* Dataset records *
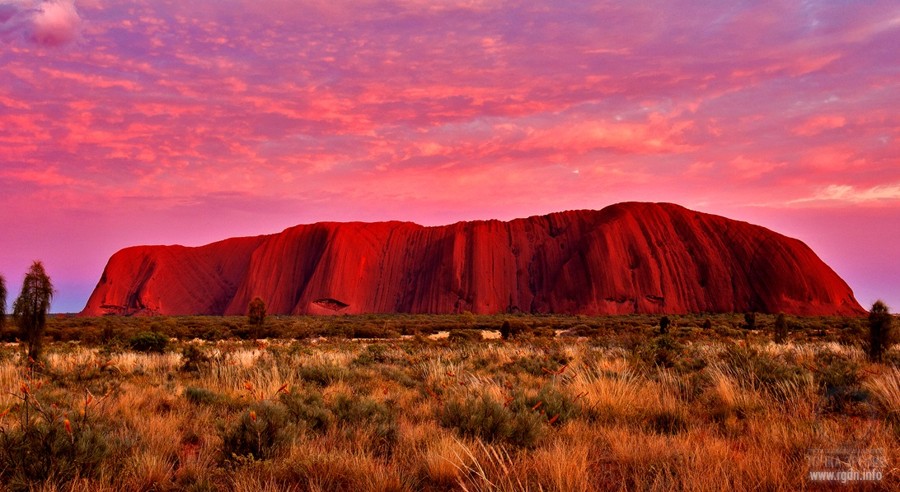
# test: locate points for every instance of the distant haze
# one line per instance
(145, 122)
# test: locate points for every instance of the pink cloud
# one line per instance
(45, 22)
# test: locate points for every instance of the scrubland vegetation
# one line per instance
(444, 403)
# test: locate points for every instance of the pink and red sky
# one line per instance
(161, 121)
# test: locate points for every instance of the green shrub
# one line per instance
(465, 336)
(839, 378)
(47, 449)
(552, 403)
(484, 418)
(259, 433)
(322, 374)
(781, 328)
(352, 411)
(543, 332)
(881, 335)
(667, 421)
(193, 359)
(662, 351)
(148, 341)
(307, 409)
(370, 330)
(202, 396)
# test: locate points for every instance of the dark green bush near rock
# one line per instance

* YOUR OBJECTIVE *
Reproduce the records with every occurrence of "locate points" changed to "mark points", keeping everything else the same. Leave the pictures out of your answer.

* COMPLETE OUTPUT *
# test: mark points for every instance of the distant haze
# one line per instance
(145, 122)
# test: mark points for every instance of the pink cloud
# one line per instance
(45, 22)
# test: mark points for every instance of the scrubland vegetation
# one line per instance
(444, 403)
# test: mark points for every instance of the pink and red sky
# one line per instance
(161, 121)
# test: mark points for every instance of the green shrub
# one line per instance
(465, 336)
(839, 378)
(47, 449)
(552, 403)
(484, 418)
(259, 433)
(322, 374)
(781, 328)
(352, 411)
(543, 332)
(881, 335)
(667, 421)
(193, 359)
(662, 351)
(148, 341)
(307, 409)
(370, 330)
(202, 396)
# test: mark points for every instance of the dark green bush near rock
# one line per instance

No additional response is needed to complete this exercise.